--- Data supplied ---

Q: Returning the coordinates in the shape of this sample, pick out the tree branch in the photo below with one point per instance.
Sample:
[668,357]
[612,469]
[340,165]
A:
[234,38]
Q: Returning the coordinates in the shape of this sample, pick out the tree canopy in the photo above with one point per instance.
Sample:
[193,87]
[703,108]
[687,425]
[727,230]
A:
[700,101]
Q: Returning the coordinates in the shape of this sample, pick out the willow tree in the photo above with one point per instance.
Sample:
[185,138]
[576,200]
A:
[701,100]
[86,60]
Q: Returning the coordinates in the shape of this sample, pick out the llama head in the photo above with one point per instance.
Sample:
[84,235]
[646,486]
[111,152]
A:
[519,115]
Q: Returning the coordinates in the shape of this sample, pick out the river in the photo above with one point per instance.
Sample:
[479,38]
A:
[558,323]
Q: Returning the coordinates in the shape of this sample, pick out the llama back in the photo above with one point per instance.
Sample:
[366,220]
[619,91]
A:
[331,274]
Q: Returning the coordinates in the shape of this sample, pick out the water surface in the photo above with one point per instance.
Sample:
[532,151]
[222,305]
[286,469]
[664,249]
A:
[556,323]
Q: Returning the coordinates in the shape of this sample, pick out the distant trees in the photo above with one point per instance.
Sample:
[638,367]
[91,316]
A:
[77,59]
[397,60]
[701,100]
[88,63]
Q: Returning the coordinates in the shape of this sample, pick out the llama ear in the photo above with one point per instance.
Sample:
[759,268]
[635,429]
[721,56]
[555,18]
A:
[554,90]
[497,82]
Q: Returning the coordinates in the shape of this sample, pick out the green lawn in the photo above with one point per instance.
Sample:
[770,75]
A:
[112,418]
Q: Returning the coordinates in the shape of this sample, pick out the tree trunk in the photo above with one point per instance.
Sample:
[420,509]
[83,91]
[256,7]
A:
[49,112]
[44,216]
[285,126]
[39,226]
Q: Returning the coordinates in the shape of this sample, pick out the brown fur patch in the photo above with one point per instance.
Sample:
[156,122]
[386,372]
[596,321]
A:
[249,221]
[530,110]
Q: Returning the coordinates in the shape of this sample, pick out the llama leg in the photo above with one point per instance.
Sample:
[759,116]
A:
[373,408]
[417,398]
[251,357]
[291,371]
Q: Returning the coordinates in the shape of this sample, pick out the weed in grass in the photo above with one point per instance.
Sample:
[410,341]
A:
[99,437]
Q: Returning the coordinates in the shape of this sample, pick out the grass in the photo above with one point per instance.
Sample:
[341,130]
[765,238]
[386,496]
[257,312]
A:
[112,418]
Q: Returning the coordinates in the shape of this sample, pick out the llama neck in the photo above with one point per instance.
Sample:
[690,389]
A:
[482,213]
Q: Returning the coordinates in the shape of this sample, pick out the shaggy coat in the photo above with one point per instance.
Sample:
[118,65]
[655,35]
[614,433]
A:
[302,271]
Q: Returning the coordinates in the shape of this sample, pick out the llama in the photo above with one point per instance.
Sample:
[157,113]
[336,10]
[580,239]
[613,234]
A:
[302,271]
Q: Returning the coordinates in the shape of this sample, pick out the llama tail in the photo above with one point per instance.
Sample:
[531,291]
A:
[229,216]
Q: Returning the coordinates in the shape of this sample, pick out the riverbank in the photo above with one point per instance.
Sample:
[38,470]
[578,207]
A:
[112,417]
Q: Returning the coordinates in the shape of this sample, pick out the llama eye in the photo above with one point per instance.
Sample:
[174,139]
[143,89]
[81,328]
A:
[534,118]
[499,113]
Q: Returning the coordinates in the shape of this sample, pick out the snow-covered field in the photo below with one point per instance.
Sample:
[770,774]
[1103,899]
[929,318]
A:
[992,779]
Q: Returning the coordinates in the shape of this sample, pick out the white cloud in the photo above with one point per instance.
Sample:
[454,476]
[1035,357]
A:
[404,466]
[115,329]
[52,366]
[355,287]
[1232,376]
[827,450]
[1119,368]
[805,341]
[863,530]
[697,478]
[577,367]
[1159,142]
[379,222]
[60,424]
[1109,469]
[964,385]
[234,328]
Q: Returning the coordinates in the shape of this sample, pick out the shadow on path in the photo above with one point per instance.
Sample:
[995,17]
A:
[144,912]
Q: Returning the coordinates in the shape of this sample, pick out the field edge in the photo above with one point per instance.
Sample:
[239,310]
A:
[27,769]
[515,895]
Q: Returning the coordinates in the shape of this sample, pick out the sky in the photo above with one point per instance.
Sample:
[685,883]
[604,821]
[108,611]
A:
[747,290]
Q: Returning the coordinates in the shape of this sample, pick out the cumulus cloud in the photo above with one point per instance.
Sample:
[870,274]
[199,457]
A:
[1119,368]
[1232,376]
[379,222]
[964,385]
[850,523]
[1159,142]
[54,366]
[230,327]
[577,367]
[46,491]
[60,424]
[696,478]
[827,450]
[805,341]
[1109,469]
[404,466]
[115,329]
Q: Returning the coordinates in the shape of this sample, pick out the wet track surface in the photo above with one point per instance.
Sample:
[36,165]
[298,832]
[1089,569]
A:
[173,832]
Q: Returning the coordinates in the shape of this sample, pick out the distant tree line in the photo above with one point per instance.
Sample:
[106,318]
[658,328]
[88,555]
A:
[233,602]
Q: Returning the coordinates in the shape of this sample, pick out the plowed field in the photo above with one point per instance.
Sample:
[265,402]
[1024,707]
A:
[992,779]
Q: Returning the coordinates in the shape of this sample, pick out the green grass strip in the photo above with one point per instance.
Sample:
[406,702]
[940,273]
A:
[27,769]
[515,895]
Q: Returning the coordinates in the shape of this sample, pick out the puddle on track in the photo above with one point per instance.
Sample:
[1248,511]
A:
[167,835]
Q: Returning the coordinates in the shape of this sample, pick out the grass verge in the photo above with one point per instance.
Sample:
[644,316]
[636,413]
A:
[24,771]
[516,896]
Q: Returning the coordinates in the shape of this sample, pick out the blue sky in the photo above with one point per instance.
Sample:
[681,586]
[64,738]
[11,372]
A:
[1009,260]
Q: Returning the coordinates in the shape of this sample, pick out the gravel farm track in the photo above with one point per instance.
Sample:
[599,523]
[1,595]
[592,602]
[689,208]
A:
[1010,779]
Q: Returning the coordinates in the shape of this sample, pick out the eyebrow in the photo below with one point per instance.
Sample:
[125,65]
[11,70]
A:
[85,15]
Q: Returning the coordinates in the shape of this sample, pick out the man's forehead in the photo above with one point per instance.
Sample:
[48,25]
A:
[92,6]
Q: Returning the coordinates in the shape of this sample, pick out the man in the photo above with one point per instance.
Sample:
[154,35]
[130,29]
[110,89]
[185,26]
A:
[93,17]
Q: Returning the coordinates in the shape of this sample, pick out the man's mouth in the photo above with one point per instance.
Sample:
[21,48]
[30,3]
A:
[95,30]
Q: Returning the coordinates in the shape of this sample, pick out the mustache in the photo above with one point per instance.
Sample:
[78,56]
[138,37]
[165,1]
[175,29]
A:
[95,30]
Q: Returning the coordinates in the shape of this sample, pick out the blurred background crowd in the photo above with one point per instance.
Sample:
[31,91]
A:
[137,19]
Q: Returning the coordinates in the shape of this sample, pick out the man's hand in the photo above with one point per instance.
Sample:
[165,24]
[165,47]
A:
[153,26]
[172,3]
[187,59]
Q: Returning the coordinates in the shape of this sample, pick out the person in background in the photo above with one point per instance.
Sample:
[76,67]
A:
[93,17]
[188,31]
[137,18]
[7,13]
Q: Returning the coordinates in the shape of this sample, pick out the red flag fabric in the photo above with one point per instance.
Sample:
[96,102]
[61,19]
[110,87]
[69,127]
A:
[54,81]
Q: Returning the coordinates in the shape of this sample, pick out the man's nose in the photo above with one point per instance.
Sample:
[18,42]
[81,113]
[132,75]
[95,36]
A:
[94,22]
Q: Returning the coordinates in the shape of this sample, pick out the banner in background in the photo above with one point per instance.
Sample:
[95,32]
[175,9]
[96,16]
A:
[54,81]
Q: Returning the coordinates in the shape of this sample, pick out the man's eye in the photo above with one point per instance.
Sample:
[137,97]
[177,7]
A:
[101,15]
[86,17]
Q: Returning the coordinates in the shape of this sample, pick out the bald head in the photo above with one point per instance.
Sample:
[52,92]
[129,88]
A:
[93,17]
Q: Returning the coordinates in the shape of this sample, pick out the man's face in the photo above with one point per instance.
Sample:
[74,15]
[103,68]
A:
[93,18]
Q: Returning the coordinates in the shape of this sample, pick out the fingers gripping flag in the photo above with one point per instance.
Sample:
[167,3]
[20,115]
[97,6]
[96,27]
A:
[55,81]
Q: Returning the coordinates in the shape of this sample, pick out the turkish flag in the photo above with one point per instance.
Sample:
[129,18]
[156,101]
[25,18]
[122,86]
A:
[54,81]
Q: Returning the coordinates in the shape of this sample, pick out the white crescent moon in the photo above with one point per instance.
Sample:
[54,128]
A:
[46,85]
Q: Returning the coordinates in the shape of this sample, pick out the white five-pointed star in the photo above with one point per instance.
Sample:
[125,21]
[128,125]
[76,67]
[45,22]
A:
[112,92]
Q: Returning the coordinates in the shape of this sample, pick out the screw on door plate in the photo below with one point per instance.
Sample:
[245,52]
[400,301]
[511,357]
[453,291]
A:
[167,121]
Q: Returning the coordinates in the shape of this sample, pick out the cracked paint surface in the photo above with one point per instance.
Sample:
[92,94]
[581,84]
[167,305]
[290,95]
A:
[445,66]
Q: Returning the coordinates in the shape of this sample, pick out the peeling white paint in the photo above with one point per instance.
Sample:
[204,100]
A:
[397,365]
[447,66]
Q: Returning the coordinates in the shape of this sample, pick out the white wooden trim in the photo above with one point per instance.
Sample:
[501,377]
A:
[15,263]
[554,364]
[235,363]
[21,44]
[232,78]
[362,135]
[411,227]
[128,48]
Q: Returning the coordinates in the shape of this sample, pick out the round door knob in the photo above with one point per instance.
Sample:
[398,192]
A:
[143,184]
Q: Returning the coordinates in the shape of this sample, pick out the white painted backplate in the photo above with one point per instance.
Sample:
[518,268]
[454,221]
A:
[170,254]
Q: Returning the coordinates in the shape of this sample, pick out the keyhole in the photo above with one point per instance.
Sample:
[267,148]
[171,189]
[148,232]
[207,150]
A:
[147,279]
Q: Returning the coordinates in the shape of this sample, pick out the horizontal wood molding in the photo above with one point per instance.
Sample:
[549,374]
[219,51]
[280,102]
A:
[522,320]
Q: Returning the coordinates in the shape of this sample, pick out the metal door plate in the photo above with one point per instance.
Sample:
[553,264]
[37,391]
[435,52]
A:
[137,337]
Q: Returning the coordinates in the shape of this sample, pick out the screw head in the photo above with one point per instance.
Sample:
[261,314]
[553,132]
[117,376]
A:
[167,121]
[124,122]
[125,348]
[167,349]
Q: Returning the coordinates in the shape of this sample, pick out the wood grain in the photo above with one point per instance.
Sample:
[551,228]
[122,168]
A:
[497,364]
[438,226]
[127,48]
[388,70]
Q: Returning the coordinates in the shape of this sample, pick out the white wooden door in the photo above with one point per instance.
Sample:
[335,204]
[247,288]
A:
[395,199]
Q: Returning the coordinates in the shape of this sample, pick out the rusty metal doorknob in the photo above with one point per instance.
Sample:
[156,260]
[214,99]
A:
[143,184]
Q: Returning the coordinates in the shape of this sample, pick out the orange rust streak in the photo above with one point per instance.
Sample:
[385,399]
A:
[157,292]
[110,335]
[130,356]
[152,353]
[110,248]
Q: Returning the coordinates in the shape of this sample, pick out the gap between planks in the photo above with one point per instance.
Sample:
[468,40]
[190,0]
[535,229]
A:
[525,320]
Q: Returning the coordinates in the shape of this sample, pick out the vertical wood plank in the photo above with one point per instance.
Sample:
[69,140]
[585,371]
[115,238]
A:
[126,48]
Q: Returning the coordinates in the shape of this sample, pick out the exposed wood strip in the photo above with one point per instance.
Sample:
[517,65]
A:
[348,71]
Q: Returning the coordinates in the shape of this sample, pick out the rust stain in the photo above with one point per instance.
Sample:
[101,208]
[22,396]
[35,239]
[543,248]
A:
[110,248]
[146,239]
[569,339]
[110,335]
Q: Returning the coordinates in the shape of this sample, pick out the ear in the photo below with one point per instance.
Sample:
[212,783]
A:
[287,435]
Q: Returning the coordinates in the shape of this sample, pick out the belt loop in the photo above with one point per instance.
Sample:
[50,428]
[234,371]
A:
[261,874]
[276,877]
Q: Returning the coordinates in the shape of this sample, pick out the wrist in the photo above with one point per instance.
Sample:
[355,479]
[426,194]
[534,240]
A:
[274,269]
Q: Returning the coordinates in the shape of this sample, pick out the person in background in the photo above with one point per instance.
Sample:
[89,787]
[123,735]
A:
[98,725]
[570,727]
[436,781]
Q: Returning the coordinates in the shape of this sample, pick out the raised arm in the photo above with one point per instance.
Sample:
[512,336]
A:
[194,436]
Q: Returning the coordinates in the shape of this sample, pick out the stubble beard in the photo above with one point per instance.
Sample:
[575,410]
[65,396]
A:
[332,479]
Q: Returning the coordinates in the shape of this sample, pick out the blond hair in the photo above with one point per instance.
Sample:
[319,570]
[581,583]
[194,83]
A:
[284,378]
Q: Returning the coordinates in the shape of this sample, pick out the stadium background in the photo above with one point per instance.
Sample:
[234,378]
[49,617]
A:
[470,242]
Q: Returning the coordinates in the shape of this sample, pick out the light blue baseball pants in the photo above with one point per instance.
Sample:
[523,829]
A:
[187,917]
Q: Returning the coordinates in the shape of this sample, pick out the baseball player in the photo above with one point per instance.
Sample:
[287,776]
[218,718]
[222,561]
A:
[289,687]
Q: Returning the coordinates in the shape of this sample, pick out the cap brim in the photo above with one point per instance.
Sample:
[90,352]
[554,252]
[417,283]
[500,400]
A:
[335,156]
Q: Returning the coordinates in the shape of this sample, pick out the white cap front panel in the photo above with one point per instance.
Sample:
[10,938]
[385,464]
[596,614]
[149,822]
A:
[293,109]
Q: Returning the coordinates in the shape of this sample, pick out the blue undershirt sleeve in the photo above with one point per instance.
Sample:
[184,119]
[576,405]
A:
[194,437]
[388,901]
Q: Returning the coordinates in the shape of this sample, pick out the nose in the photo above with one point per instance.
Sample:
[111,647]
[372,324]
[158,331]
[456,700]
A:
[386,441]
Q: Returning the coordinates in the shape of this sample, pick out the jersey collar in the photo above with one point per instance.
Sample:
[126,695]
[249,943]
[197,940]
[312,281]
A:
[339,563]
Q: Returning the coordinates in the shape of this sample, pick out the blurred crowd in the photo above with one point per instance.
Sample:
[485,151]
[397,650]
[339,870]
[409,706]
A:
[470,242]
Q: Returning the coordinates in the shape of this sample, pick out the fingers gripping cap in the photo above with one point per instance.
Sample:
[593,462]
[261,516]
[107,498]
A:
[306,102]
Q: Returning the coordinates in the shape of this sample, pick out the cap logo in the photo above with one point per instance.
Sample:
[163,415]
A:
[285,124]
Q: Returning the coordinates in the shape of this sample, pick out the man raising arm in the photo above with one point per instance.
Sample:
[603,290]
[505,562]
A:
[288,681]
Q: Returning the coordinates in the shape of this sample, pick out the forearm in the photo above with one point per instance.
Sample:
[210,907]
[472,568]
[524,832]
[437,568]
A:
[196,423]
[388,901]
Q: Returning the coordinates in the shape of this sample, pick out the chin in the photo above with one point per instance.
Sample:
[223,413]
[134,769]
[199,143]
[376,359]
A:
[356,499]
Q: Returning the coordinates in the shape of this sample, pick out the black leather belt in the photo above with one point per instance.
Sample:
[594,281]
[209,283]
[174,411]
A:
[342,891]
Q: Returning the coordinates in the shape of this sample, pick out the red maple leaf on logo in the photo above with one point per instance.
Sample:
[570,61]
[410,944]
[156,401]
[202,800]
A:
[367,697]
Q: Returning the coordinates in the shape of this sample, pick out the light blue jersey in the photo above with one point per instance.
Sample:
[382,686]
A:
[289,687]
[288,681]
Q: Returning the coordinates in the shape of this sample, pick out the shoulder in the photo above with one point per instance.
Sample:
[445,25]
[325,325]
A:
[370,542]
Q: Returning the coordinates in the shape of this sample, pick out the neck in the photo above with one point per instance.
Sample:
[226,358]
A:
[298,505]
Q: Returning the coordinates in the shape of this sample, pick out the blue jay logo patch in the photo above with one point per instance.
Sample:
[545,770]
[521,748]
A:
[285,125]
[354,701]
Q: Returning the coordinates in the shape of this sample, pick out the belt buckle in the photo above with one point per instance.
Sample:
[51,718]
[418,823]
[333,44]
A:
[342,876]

---

Exercise goal
Set out exactly the run of lines that begins at the line holding "light blue jersey" and ends at the last line of the data.

Solution to the problem
Q: Returning the coordinates in the shape of this sample, pick out the light blue jersey in the photo above with one point per instance.
Sample:
[382,686]
A:
[289,687]
[288,681]
Q: Returning the coordinates in the shape of this sample, pick out the shoulder in the photo above with one point per instance.
Sample:
[445,25]
[325,325]
A:
[370,542]
Q: Returning the coordinates in the shape of this sample, pick out the neck in the photo above with one point per instance.
Sample:
[226,358]
A:
[298,505]
Q: Returning the coordinates in the shape of this sample, pick out the blue jay logo patch in the photo above with one point per instance.
Sample:
[545,770]
[521,748]
A:
[285,125]
[354,701]
Q: Returning the coordinates in the shape of this sample, pick out the belt buckle in the photo above with one point per instance.
Sample:
[51,718]
[418,823]
[333,44]
A:
[342,876]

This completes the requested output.